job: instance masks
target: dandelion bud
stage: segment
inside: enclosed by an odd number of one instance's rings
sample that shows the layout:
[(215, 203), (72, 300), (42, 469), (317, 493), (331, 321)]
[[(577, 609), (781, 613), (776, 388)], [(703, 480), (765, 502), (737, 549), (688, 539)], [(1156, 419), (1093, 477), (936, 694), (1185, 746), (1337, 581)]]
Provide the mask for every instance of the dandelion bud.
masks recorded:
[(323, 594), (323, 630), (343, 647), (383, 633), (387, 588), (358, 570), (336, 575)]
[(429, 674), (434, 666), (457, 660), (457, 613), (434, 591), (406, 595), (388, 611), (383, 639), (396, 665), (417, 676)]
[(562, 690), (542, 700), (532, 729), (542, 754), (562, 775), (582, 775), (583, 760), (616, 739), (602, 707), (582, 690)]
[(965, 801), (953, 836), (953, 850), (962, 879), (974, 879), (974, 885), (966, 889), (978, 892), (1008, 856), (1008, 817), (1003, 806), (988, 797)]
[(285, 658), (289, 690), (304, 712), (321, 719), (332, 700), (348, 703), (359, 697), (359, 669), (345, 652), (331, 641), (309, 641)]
------------------------------------------------
Convert the entire listing above into a JSON array of strings, with one string per line and no entries for blank lines.

[
  "job: instance masks",
  "target: dandelion bud",
  "stage: segment",
  "inside: enclosed by an odd number of one instance's rings",
  "sample that shows the layout:",
  "[(215, 203), (72, 300), (42, 469), (317, 493), (331, 321)]",
  "[[(577, 609), (781, 613), (776, 388)], [(703, 480), (765, 502), (737, 549), (688, 539)], [(1156, 419), (1093, 477), (936, 694), (1185, 746), (1337, 581)]]",
  "Provide the mask for every instance of the dandelion bud.",
  "masks recorded:",
  "[(323, 594), (323, 630), (343, 647), (383, 633), (387, 588), (358, 570), (336, 575)]",
  "[(429, 674), (434, 666), (457, 660), (457, 613), (434, 591), (406, 595), (388, 611), (383, 639), (396, 665), (417, 676)]",
  "[(562, 690), (542, 700), (532, 729), (542, 754), (562, 775), (582, 775), (583, 760), (616, 739), (602, 707), (582, 690)]",
  "[(965, 801), (953, 836), (953, 850), (962, 879), (974, 879), (974, 885), (966, 889), (978, 892), (1008, 856), (1008, 817), (1003, 806), (988, 797)]",
  "[(285, 658), (289, 690), (304, 712), (321, 719), (332, 700), (348, 703), (359, 697), (359, 669), (345, 652), (331, 641), (309, 641)]"
]